**** TEXT TO READ
Petrobras is attempting to develop a reservoir that contains 12.8o API oil from the Siri field in the Campos basin.  This project got the go-ahead this summer and is expected to commence production in 2014-2016.  Ultimate daily production is expected to be about 100,000 barrels of oil per day.  This project is located in shallow water (311′) and it will be interesting to see how the technology gets ported to deeper water depths.

Production of most heavy oil and tar sands is currently accomplished either by mining the material and removing the oil from the sand using a caustic solution or by injecting steam into the reservoir and producing the warmer, less viscous oil. Steam flooding can be accomplished using continuous steam flooding with vertical injection and production wells, cyclic steam stimulation (huff and puff), or steam assisted gravity drainage (SAGD).

Production of steam is energy intensive and expensive. Thus the best operations incorporate cogeneration facilities which generate the steam during power plant operation. These facilities can also use the produced water from the wells as feedwater for the power plants. Because they are treating the water for use in the power plants they can treat all well effluent and sell the excess as irrigation water.

Most cogeneration facilities do not involve heavy oil production (in California only 83 out of 940 cogeneration plants are used for oil production). Most of these heavy oil generation plants use natural gas to produce the steam; they are gas-fired power plants. The situation is similar in Canada where natural gas is currently the fuel of choice for production of oil from the Athabasca Tar Sands. Continued exploitation of heavy oil therefore involves trading the energy in gas for electricity plus heavy oil that can be converted into gasoline. As conventional oil supplies diminish, exploitation of heavy oil will increase the demand on gas resources (probably driving up the price).

One way around this is to use the heavy oil as the fuel to generate heat in-situ (in place) and forgo the cogeneration possibilities.  One of the best options may be the “Toe to Heel Air Injection” protocol discussed in class.  The key to success here is minimizing the distance that the heated oil has to travel to reach the well bore.  If the oil has to travel too far it won’t make it to the well bore and may simply get combusted.

Remember that the heavy oil resource base is immense; the Athabasca Tar Sands and the Orinoco Heavy Oil Belt contain trillions of barrels of heavy oil. Both of these resources occur in foreland basin systems that have generated enormous amounts of oil that has been biodegraded heavily. If the microbes hadn’t gotten to these accumulations we probably wouldn’t be concerned about future oil supplies.

Lecture 26

The truly large unconventional gas accumulations are methane hydrates. Methane hydrates were laboratory curiosities until they were found to clog pipelines in cold climates and in deep water.
********
**** RECORD SET
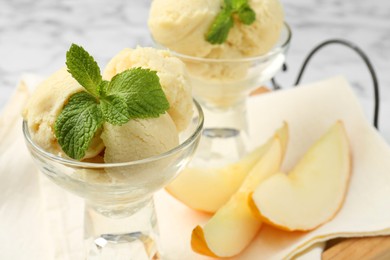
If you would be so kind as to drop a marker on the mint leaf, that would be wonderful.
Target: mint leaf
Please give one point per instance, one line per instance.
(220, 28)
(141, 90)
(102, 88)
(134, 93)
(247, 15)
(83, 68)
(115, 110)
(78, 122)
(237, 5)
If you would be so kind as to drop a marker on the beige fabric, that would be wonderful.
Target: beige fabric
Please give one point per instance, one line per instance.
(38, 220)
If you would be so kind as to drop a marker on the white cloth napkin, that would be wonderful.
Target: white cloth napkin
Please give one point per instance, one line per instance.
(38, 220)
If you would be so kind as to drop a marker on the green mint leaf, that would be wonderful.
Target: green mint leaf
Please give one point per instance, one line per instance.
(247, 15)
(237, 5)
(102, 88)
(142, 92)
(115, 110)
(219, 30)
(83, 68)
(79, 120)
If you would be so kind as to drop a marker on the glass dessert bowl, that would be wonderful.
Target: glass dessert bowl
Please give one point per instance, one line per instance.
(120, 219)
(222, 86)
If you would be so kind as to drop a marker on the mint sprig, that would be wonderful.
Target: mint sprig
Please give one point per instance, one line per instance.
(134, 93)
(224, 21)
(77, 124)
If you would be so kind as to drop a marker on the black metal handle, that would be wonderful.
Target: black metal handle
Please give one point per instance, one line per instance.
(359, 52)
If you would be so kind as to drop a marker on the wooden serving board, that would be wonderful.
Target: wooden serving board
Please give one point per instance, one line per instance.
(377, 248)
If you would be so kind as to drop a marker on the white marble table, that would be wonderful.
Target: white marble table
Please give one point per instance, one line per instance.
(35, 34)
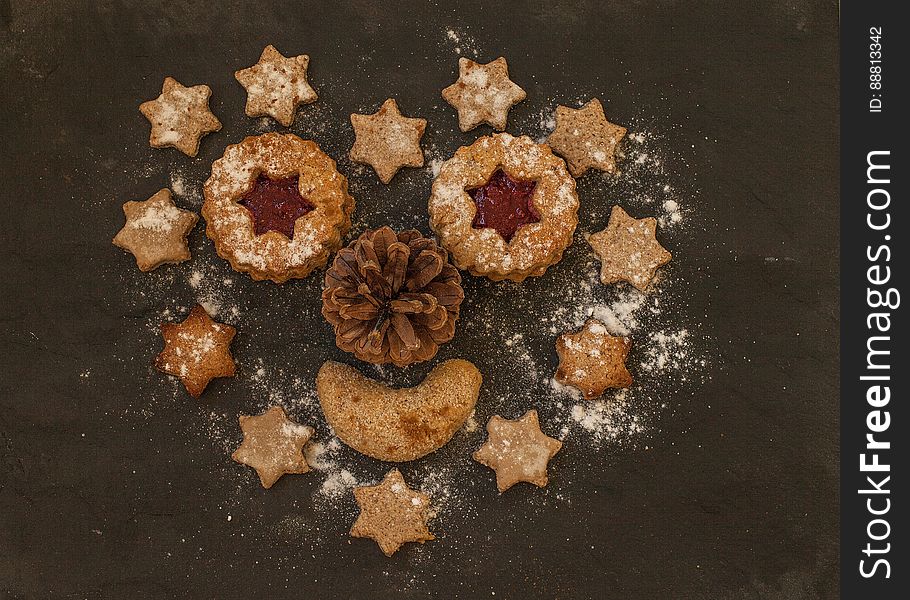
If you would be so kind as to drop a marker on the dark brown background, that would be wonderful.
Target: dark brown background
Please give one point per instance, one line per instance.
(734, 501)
********
**** RECORD SET
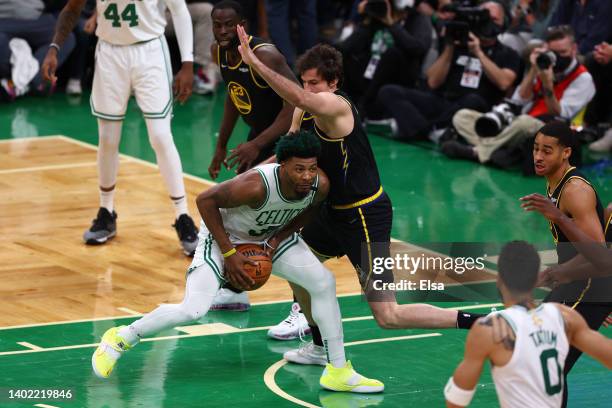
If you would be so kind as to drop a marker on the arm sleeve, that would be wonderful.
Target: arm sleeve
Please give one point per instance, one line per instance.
********
**** RECORD SET
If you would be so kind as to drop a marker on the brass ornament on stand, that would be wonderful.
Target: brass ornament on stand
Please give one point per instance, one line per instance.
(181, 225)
********
* **TASK REQUIREMENTS**: According to the text on heavy oil production, what is currently the fuel of choice in Canada for producing oil from the Athabasca Tar Sands?

* **IN RESPONSE**: Natural gas.